Actions à mener —
a. Reformulez sous forme de liste le paragraphe de l'extrait sur le Royaume de Dieu qui commence par « Plus près de nous », en conservant ses faits principaux.
b. D'après l'extrait sur le Royaume de Dieu, quels jeux furent bannis sous l'influence chrétienne ?
c. Recopiez fidèlement le passage de l'extrait sur le Royaume de Dieu, de « Il est pourtant » à « ans nous convaincra. ».

Extrait du document —
<<<<
Il est pourtant indéniable que ce fut à travers l’Église, sa servante, que le Royaume de Dieu devint ici et là, au cours de l’histoire de l’humanité, visible, présent et dynamique. Tel le levain, il a levé la pâte, et la société humaine en a puissamment, profondément ressenti les effets. Un regard sur le passé, sur l’histoire écoulée depuis deux mille ans nous convaincra.

Combien d’œuvres remarquables ont été accomplies par l’Église, au nom du Royaume, afin de le rendre visible! Quelque chose de grand a été achevé chaque fois que l’Église, s’oubliant elle-même, a agi au nom du Royaume, a prié pour son avènement, témoigné de sa proximité, cherché sa justice. On ne peut pas ignorer le fait que des oiseaux sont venus se poser sur les branches de cet arbre, qui a poussé à partir d’un minuscule, infiniment petit grain de sénevé… Des païens en ont profité, des nations ont été mises à son bénéfice, des barbares ont été civilisés, des ignorants instruits, des tribus et des langues en ont été affectées… À une période de l’histoire où les hordes barbares envahissaient l’Occident, le levain de l’Évangile les transforma. Ce fut aussi sous l’influence chrétienne que les jeux inhumains des arènes faisant le loisir et le plaisir des Romains furent bannis; oui, c’est cette influence qui, tel un grain minuscule, porta des fruits permettant l’humanisation de la société romaine.

Plus près de nous, lorsque d’innombrables personnes, notamment des femmes et des enfants, mouraient faute de soins médicaux ou victimes de superstitions démoniaques, ce fut encore le bon grain semé qui porta des fruits palpables. L’Évangile les arracha aux ténèbres pour les amener à l’admirable lumière du Fils. Une civilisation pénétrée par la foi chrétienne et biblique a été le résultat de cette pâte levée et de ce grain semé. Une civilisation que l’on cherche actuellement à détruire de la façon la plus sauvage.

Faudrait-il pour autant craindre l’avenir? Je ne le pense pas. Il me semble qu’à l’heure actuelle nous nous trouvons devant de nouveaux commencements, mais que la force cachée du Royaume reste toujours aussi active et dynamique. Il se pourrait, effectivement, que nous soyons ramenés vers de faibles débuts, afin de pouvoir ressaisir à nouveau le secret, le mystère et la puissance du Royaume dont parle Jésus. Ainsi, l’avenir chrétien n’est pas sombre, loin de là, pas en tout cas pour celui qui médite la parabole du Christ. Il y puisera une nouvelle vision de la réalité cachée, apparemment petite, infime, mais prometteuse d’une merveilleuse et abondante moisson.
>>>>
Informations extraites —
<<<<
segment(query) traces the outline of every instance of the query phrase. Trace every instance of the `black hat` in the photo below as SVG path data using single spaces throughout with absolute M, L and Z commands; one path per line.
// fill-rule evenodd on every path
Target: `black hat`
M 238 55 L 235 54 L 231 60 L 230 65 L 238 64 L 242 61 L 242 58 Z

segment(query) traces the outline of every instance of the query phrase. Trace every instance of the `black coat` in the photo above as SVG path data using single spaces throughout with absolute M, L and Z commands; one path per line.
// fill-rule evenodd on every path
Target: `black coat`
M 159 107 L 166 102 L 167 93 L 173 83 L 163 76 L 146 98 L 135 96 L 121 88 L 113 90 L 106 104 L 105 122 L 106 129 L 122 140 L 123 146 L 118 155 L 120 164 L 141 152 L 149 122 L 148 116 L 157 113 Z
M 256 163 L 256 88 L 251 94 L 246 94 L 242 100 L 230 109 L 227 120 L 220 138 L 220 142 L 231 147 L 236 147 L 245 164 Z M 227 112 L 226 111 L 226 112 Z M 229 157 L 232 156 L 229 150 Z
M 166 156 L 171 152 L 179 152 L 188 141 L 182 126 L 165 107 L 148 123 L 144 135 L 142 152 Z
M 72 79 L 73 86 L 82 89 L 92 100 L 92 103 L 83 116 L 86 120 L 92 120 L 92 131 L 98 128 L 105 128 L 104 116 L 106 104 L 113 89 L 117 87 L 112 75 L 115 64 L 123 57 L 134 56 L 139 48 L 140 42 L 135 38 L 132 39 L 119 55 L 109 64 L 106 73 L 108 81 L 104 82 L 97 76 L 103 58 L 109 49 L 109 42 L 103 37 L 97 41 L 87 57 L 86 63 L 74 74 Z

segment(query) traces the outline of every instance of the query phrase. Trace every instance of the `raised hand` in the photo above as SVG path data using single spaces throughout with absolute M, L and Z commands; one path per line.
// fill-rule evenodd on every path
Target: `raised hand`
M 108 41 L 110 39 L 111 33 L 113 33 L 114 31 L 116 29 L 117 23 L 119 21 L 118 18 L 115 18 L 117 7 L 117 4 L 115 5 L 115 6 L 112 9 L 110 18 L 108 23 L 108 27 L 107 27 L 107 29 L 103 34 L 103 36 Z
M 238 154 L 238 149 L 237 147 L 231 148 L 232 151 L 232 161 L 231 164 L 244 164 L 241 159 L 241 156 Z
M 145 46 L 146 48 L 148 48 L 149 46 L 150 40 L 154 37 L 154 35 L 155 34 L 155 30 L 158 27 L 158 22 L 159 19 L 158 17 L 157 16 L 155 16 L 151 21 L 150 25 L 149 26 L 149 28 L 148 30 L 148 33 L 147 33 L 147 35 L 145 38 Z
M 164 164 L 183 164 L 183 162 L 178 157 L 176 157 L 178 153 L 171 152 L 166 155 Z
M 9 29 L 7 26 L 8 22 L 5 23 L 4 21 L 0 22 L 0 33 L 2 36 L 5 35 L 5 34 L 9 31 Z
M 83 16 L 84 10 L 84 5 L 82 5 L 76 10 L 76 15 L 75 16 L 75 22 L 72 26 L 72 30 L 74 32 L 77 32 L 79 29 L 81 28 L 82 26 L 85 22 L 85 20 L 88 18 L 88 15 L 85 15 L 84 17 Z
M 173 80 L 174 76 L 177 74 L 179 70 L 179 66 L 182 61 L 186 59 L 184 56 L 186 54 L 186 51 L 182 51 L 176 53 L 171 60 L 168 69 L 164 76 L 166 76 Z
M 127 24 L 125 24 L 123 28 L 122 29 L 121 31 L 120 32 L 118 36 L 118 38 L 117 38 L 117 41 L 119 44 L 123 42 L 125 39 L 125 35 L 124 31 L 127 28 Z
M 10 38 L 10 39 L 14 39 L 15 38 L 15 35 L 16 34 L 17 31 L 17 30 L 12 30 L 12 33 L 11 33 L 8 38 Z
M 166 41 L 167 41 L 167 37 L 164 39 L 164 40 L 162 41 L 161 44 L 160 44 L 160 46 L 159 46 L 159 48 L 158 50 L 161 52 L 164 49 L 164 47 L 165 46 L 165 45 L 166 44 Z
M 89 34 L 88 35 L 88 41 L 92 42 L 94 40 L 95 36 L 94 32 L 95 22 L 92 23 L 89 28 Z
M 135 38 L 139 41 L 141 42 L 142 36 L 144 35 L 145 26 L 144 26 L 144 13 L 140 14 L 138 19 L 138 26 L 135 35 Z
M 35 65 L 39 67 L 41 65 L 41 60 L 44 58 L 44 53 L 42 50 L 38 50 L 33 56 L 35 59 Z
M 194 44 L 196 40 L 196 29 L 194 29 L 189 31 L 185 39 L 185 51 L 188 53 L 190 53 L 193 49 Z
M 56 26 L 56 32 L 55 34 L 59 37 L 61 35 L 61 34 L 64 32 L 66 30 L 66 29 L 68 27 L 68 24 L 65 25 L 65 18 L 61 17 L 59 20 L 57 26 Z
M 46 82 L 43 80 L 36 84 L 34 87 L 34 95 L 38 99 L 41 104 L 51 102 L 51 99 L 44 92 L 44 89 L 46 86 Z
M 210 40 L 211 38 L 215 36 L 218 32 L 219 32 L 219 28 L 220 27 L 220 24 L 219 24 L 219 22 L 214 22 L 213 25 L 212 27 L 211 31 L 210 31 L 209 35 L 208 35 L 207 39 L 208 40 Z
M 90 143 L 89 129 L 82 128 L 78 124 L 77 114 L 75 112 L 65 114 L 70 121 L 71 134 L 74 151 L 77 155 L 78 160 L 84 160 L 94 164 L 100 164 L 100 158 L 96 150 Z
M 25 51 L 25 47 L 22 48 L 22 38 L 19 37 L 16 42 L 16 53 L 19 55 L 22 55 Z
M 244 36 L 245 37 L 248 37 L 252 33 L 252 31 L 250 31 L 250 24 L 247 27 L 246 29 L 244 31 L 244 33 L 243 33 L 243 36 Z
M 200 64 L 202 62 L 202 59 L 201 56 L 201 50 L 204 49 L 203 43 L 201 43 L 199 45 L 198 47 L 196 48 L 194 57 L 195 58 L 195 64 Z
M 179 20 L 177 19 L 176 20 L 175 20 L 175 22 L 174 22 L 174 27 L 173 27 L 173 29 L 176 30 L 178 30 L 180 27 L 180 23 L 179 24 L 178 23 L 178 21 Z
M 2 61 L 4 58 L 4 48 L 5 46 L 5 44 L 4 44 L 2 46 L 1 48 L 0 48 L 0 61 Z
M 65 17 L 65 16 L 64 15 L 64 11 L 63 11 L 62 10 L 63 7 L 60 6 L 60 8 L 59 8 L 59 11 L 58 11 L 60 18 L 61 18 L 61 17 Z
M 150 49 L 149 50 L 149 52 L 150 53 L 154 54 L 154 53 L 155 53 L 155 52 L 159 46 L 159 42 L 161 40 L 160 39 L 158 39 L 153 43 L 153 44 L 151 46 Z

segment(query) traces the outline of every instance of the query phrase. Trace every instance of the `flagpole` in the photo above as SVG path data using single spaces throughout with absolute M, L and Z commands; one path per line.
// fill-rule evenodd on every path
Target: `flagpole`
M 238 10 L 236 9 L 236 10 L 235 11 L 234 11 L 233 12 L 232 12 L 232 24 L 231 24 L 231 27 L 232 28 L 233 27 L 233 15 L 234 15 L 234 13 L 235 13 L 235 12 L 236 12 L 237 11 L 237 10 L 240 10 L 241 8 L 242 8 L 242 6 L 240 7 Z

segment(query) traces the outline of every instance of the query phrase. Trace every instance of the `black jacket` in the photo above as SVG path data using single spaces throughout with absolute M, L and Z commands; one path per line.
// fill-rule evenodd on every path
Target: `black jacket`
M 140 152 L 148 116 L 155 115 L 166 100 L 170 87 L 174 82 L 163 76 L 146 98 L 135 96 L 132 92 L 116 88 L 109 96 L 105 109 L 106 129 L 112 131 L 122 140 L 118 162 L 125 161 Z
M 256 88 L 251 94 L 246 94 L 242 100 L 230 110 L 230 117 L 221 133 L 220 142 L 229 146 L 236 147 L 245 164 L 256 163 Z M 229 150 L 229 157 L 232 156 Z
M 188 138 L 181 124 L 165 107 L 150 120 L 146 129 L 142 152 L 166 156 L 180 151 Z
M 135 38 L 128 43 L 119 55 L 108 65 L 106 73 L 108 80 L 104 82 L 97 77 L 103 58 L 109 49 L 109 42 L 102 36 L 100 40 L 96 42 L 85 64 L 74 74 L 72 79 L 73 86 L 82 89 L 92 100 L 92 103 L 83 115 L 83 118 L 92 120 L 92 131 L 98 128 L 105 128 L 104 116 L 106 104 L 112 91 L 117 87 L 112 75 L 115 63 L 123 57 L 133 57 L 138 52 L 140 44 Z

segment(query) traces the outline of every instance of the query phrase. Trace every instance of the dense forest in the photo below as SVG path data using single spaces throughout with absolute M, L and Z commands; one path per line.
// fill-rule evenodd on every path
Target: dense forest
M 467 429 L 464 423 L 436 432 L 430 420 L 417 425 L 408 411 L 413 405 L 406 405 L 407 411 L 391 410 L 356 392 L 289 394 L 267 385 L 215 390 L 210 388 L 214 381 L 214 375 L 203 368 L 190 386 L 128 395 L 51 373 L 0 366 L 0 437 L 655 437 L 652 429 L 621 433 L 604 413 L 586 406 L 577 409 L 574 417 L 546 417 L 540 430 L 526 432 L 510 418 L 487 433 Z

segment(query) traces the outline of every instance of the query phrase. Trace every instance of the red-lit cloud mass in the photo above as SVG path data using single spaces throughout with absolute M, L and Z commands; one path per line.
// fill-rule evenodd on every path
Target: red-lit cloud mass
>>>>
Réponses par tâche —
a.
- D'innombrables personnes, notamment des femmes et des enfants, mouraient faute de soins médicaux ou victimes de superstitions démoniaques.
- Le bon grain semé a alors porté des fruits palpables : l'Évangile les a arrachées aux ténèbres pour les amener à la lumière du Fils.
- Cette pâte levée et ce grain semé ont donné naissance à une civilisation pénétrée par la foi chrétienne et biblique.
- Cette civilisation, on cherche actuellement à la détruire de la façon la plus sauvage.

b. Les jeux inhumains des arènes, qui faisaient le loisir et le plaisir des Romains.

c.
Il est pourtant indéniable que ce fut à travers l’Église, sa servante, que le Royaume de Dieu devint ici et là, au cours de l’histoire de l’humanité, visible, présent et dynamique. Tel le levain, il a levé la pâte, et la société humaine en a puissamment, profondément ressenti les effets. Un regard sur le passé, sur l’histoire écoulée depuis deux mille ans nous convaincra.